What is being asked -
Copy each of the following lines verbatim, leaving every character unchanged.

Provided records -
---

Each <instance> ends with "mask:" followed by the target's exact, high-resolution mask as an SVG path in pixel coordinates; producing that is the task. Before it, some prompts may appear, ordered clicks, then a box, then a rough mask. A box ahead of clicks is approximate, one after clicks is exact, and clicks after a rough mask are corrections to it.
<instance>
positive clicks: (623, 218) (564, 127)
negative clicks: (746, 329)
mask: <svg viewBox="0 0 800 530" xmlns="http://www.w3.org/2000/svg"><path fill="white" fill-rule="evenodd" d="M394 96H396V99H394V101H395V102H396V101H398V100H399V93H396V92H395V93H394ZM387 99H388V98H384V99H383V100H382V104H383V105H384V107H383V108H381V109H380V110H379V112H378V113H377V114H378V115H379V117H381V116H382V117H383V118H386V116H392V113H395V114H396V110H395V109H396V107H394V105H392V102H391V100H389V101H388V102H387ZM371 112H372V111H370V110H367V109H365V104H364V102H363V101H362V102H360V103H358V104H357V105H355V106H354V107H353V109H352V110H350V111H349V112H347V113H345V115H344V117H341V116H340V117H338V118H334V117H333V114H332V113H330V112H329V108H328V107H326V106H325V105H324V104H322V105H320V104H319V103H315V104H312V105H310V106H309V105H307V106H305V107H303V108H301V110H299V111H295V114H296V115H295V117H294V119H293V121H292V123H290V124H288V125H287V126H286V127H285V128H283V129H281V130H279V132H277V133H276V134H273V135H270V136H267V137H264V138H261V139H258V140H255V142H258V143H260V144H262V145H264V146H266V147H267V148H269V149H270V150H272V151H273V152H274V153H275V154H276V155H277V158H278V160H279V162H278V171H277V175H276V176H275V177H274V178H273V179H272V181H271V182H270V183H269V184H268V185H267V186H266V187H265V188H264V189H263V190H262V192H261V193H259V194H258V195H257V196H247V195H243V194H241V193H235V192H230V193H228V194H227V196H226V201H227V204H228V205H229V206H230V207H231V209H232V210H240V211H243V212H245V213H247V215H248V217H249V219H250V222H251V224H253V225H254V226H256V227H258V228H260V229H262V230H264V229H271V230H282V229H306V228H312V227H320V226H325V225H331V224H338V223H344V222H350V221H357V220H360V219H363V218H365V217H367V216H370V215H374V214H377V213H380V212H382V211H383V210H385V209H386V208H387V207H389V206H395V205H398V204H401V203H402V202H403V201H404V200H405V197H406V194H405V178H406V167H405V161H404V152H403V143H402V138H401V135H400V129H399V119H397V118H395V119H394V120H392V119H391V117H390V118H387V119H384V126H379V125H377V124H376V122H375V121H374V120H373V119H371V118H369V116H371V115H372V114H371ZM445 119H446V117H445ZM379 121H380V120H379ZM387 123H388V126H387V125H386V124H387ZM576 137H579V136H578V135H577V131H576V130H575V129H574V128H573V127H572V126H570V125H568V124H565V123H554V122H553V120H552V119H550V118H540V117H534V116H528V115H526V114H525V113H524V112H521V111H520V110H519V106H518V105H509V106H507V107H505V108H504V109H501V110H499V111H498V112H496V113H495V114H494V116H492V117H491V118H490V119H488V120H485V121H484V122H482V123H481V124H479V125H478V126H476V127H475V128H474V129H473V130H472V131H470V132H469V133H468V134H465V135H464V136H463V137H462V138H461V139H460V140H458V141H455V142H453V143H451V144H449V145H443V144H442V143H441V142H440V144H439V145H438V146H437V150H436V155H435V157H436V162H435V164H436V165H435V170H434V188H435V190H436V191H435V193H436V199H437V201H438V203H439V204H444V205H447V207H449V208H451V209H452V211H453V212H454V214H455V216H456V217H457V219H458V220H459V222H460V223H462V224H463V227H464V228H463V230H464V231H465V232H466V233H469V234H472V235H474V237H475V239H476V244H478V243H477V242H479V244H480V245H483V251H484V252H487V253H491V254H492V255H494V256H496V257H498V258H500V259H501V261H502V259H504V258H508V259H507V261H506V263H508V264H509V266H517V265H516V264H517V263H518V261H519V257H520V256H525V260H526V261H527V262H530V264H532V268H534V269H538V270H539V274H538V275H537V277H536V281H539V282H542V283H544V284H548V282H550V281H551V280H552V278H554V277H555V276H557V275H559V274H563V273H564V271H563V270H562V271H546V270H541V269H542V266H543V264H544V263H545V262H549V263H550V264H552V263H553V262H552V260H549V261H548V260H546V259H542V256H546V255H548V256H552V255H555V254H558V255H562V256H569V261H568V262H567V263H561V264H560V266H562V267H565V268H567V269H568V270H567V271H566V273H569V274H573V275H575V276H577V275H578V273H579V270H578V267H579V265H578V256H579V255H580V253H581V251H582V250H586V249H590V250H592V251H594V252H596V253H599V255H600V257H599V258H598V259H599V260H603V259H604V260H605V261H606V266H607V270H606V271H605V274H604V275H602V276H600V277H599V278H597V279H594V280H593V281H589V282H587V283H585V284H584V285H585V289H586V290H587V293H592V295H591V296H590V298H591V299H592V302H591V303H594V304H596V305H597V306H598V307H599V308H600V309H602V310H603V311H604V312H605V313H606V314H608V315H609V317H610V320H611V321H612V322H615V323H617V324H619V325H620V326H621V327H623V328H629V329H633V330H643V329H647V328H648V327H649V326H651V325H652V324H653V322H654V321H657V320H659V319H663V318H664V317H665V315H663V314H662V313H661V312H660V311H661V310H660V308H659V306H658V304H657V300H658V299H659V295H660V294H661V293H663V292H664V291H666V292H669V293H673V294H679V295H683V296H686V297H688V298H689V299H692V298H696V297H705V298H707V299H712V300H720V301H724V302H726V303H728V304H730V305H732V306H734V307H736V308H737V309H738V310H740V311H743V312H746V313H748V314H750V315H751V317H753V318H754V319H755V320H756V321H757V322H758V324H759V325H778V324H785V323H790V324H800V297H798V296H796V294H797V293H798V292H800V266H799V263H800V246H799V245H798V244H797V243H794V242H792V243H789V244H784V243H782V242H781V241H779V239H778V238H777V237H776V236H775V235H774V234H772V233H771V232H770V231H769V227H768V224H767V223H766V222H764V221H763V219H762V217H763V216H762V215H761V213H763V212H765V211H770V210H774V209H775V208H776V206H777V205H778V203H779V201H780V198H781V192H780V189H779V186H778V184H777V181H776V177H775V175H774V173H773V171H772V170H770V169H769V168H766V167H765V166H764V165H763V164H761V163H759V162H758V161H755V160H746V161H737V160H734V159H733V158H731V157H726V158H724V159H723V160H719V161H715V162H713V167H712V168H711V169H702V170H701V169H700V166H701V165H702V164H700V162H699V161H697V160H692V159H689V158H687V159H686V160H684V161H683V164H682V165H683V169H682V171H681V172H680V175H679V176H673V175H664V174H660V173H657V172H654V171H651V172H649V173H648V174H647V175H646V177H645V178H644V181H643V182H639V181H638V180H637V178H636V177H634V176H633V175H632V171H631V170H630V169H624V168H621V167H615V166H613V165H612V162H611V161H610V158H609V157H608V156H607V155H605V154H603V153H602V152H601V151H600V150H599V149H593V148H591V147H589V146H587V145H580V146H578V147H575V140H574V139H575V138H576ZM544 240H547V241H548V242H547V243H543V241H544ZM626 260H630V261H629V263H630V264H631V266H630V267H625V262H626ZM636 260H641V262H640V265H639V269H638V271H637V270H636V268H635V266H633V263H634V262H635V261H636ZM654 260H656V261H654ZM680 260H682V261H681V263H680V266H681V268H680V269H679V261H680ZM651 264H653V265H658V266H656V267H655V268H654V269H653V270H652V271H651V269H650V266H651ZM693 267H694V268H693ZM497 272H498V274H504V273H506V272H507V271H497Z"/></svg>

---

Result of this task -
Each <instance> ends with "mask:" followed by the target's exact, high-resolution mask as an SVG path in pixel coordinates; producing that is the task. Before it, some prompts may appear, ordered clicks, then a box, then a rough mask. A box ahead of clicks is approximate, one after clicks is exact, and clicks after a rough mask are corrections to it.
<instance>
positive clicks: (623, 218) (564, 127)
negative clicks: (746, 329)
mask: <svg viewBox="0 0 800 530" xmlns="http://www.w3.org/2000/svg"><path fill="white" fill-rule="evenodd" d="M394 96H396V99H394V101H395V102H396V101H398V100H399V93H396V92H395V93H394ZM387 99H388V98H384V99H383V100H382V104H383V105H384V107H383V108H381V109H380V110H379V112H378V113H377V114H378V115H379V117H381V116H382V117H383V118H386V116H392V113H395V114H396V110H395V109H396V107H394V105H392V102H391V100H389V101H388V102H387ZM371 112H372V111H370V110H367V109H365V104H364V102H363V101H362V102H360V103H358V104H357V105H355V106H354V107H353V109H352V110H350V111H349V112H347V113H345V115H344V117H341V116H340V117H338V118H334V117H333V114H332V113H330V112H329V108H328V107H326V106H325V105H324V104H322V105H320V104H319V103H315V104H312V105H310V106H309V105H307V106H305V107H303V108H301V110H299V111H295V114H296V115H295V117H294V119H293V121H292V123H290V124H288V125H287V126H286V127H285V128H283V129H281V130H279V132H277V133H276V134H273V135H270V136H267V137H264V138H261V139H258V140H255V142H258V143H260V144H262V145H264V146H266V147H267V148H269V149H270V150H272V151H273V152H274V153H275V154H276V155H277V158H278V160H279V162H278V171H277V175H276V176H275V177H274V178H273V179H272V181H271V182H270V183H269V184H268V185H267V186H266V187H265V188H264V189H263V190H262V192H261V193H259V194H258V195H257V196H247V195H243V194H241V193H235V192H230V193H228V194H227V196H226V201H227V204H228V205H229V206H230V207H231V209H232V210H240V211H243V212H245V213H247V215H248V217H249V219H250V222H251V224H253V225H254V226H256V227H258V228H260V229H262V230H264V229H271V230H282V229H306V228H312V227H320V226H325V225H331V224H338V223H344V222H350V221H357V220H360V219H363V218H365V217H367V216H370V215H374V214H377V213H380V212H382V211H383V210H385V209H386V208H387V207H389V206H395V205H398V204H401V203H402V202H403V201H404V200H405V197H406V194H405V178H406V167H405V161H404V152H403V143H402V138H401V135H400V129H399V119H397V118H395V119H394V120H392V119H391V117H390V118H387V119H384V126H379V125H377V124H376V122H375V121H374V120H373V119H371V118H369V116H371V115H372V114H371ZM445 119H446V117H445ZM379 121H380V120H379ZM387 123H388V126H387V125H386V124H387ZM576 137H579V136H578V135H577V131H576V130H575V129H574V128H573V127H572V126H570V125H568V124H565V123H554V122H553V120H552V119H550V118H540V117H534V116H528V115H526V114H525V113H524V112H521V111H520V110H519V106H518V105H509V106H507V107H505V108H504V109H501V110H499V111H498V112H496V113H495V114H494V116H492V117H491V118H490V119H488V120H485V121H484V122H482V123H481V124H479V125H478V126H476V127H475V128H474V129H473V130H472V131H470V132H469V133H468V134H465V135H464V136H463V137H462V138H461V139H460V140H458V141H455V142H453V143H451V144H449V145H443V144H442V143H441V142H440V144H439V145H438V146H437V150H436V155H435V157H436V162H435V164H436V165H435V170H434V188H435V190H436V191H435V193H436V199H437V201H438V203H439V204H444V205H447V207H449V208H451V209H452V211H453V212H454V214H455V216H456V217H457V219H458V220H459V222H460V223H462V224H463V227H464V228H463V230H464V231H465V232H466V233H469V234H472V235H474V237H475V239H476V244H478V243H477V242H479V244H480V245H483V251H484V252H487V253H491V254H492V255H494V256H496V257H498V258H500V259H501V261H502V259H504V258H508V259H507V261H506V263H508V264H509V266H517V265H516V264H517V263H518V261H519V257H520V256H525V260H526V261H527V262H530V264H532V268H534V269H538V270H539V274H538V275H537V277H536V281H539V282H542V283H544V284H548V282H550V281H551V280H552V278H554V277H555V276H557V275H559V274H563V273H564V271H563V270H562V271H546V270H541V269H542V266H543V264H544V263H545V262H549V263H550V264H552V263H553V262H552V260H549V261H548V260H546V259H542V256H546V255H548V256H552V255H555V254H558V255H562V256H569V261H568V262H567V263H561V264H560V266H562V267H565V268H567V269H568V270H567V271H566V273H569V274H573V275H575V276H577V275H578V273H579V270H578V267H579V265H578V256H579V255H580V253H581V251H582V250H586V249H590V250H592V251H594V252H596V253H599V255H600V257H599V258H598V259H599V260H603V259H604V260H605V261H606V266H607V270H606V271H605V274H604V275H602V276H600V277H599V278H597V279H594V280H593V281H589V282H587V283H585V284H584V285H585V289H586V290H587V293H592V295H591V296H590V298H591V299H592V302H591V303H594V304H596V305H597V306H598V307H599V308H600V309H602V310H603V311H604V312H605V313H606V314H608V315H609V317H610V320H611V321H612V322H615V323H617V324H619V325H620V326H621V327H623V328H629V329H633V330H643V329H647V328H648V327H649V326H651V325H652V324H653V322H654V321H657V320H659V319H663V318H664V317H665V315H663V314H662V313H661V312H660V311H661V310H660V308H659V306H658V304H657V300H658V299H659V295H660V294H661V293H663V292H664V291H666V292H669V293H673V294H679V295H683V296H686V297H688V298H689V299H692V298H696V297H705V298H707V299H712V300H720V301H724V302H726V303H728V304H730V305H732V306H734V307H736V308H737V309H738V310H740V311H743V312H746V313H748V314H750V315H751V317H753V318H754V319H755V320H756V321H757V322H758V324H759V325H778V324H785V323H790V324H800V297H798V296H796V294H797V293H798V292H800V266H799V263H800V246H799V245H798V244H797V243H794V242H792V243H789V244H784V243H782V242H781V241H779V239H778V238H777V237H776V236H775V235H774V234H772V233H771V232H770V231H769V227H768V224H767V223H766V222H764V221H763V219H762V217H763V216H762V215H761V213H763V212H765V211H770V210H774V209H775V208H776V206H777V205H778V203H779V201H780V198H781V192H780V189H779V186H778V184H777V181H776V177H775V175H774V173H773V171H772V170H770V169H769V168H766V167H765V166H764V165H763V164H761V163H759V162H758V161H755V160H746V161H737V160H734V159H733V158H731V157H726V158H724V159H723V160H719V161H715V162H713V167H712V168H711V169H702V170H701V169H700V166H701V165H702V164H700V162H699V161H697V160H692V159H689V158H687V159H686V160H684V161H683V164H682V165H683V169H682V171H681V172H680V175H679V176H673V175H664V174H660V173H657V172H654V171H651V172H649V173H648V174H647V175H646V177H645V178H644V181H643V182H639V181H638V180H637V178H636V177H634V176H633V175H632V171H631V170H630V169H624V168H621V167H615V166H613V165H612V162H611V161H610V158H609V157H608V156H607V155H605V154H603V153H602V152H601V151H600V150H599V149H593V148H591V147H589V146H587V145H580V146H578V147H575V140H574V139H575V138H576ZM544 240H547V241H548V242H547V243H543V241H544ZM626 260H630V261H629V263H630V264H631V266H630V267H625V262H626ZM636 260H641V262H640V265H639V269H638V271H637V270H636V268H635V266H633V263H634V262H635V261H636ZM654 260H656V261H654ZM680 260H682V261H681V263H680V266H681V268H680V269H679V261H680ZM651 264H653V265H658V266H656V267H655V268H654V269H653V270H652V271H651V269H650V266H651ZM693 267H694V268H693ZM497 272H498V274H504V273H506V272H507V271H497Z"/></svg>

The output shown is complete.